# TASK STATEMENT
Print the material below word for word, omitting the pictures.

# EXCERPTED RECORDS
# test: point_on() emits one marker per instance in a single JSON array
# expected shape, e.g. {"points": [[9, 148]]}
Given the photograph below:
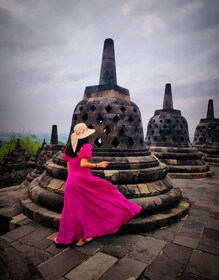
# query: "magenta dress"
{"points": [[92, 206]]}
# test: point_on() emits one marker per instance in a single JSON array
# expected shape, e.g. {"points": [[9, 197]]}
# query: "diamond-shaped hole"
{"points": [[122, 132], [130, 119], [92, 108], [116, 118], [107, 129], [98, 141], [84, 117], [123, 109], [130, 141], [115, 142], [99, 118], [108, 108]]}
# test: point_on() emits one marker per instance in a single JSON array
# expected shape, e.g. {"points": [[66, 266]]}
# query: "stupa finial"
{"points": [[168, 100], [54, 135], [108, 65], [210, 111]]}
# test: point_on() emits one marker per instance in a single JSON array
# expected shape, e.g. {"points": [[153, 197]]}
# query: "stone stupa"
{"points": [[46, 152], [119, 139], [206, 137], [168, 139]]}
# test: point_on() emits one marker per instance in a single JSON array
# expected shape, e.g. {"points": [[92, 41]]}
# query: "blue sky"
{"points": [[51, 50]]}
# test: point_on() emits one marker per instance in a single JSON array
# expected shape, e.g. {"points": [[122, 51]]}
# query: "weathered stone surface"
{"points": [[93, 268], [168, 139], [147, 249], [61, 264], [206, 138], [203, 264], [118, 139], [126, 268]]}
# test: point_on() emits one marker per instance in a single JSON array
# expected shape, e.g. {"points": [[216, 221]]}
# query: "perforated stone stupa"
{"points": [[45, 153], [168, 139], [119, 139], [206, 137]]}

# FULL SOLUTION
# test: point_on() emits one marker per instance in a single JSON array
# expected shape, e.g. {"points": [[9, 148]]}
Given the photograph below:
# query: "magenta dress"
{"points": [[92, 206]]}
# test: point_on() emits one marker per instance in a single JSON array
# expected shape, e.g. {"points": [[9, 197]]}
# query: "diamond-shaped hole"
{"points": [[122, 132], [130, 119], [92, 108], [116, 118], [107, 129], [98, 141], [84, 117], [123, 109], [130, 141], [115, 142], [99, 118], [108, 108]]}
# test: point_on() emits one marker per instance in a single JSON array
# expected shape, e.g. {"points": [[66, 266]]}
# query: "stupa finial"
{"points": [[168, 100], [54, 135], [108, 65], [210, 111]]}
# test: point_on() emits one marker per instance in a single JSON array
# expected shape, e.g. {"points": [[153, 197]]}
# query: "stone stupa"
{"points": [[46, 152], [119, 139], [206, 137], [168, 139]]}
# test: point_on() emits one marker per instance in a single JSON array
# expected shape, e.g. {"points": [[92, 41]]}
# query: "blue sky"
{"points": [[51, 50]]}
# test: point_on() emits one marker per instance in a single JSON array
# expected shape, e.g. {"points": [[122, 51]]}
# query: "weathered stone surface"
{"points": [[93, 268], [168, 139], [147, 249], [61, 264], [206, 138], [203, 264], [118, 139], [126, 268]]}
# test: point_on() emits one marker per instance in a single JSON array
# expected shape, e.g. {"points": [[216, 221]]}
# query: "perforated stone stupa"
{"points": [[45, 153], [168, 139], [119, 139], [206, 137]]}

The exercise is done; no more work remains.